Task objective:
Show each line of the material below that contains the word "small".
------------------------------------------------
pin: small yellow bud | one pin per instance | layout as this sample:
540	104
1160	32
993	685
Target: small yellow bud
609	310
------------------------------------------------
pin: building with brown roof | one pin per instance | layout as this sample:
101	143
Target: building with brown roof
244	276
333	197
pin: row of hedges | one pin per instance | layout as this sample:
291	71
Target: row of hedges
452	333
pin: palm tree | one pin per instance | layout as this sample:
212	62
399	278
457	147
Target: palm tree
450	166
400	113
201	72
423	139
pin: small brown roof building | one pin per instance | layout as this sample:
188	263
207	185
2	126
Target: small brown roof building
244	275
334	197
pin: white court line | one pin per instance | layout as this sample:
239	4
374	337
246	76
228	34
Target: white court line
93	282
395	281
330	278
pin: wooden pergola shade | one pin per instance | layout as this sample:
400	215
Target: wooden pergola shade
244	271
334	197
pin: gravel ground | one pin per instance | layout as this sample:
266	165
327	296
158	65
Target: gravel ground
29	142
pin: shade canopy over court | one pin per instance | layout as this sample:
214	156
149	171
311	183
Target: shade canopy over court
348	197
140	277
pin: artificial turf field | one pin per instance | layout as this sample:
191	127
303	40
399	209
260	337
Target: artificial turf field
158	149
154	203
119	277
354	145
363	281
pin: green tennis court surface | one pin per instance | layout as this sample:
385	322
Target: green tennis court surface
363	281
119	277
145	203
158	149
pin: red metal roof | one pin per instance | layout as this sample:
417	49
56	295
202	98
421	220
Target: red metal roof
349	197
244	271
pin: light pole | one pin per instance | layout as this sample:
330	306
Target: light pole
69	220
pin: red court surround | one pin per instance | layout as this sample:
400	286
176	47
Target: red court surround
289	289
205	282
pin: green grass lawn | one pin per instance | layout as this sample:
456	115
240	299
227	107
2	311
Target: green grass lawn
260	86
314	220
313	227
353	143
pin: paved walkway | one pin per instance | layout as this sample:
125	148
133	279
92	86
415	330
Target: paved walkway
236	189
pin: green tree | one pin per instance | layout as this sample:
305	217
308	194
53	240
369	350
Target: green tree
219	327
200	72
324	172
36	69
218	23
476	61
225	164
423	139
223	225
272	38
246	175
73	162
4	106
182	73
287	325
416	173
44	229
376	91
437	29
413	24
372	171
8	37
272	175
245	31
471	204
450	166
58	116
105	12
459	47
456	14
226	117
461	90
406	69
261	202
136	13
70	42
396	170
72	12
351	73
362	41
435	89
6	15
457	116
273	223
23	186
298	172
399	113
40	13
------------------------------------------------
Correct response:
pin: small yellow bud | one pin per instance | layout as this sample:
Target: small yellow bud
pin: small brown roof building | one pin per instance | layout as this sample:
Target: small brown roof building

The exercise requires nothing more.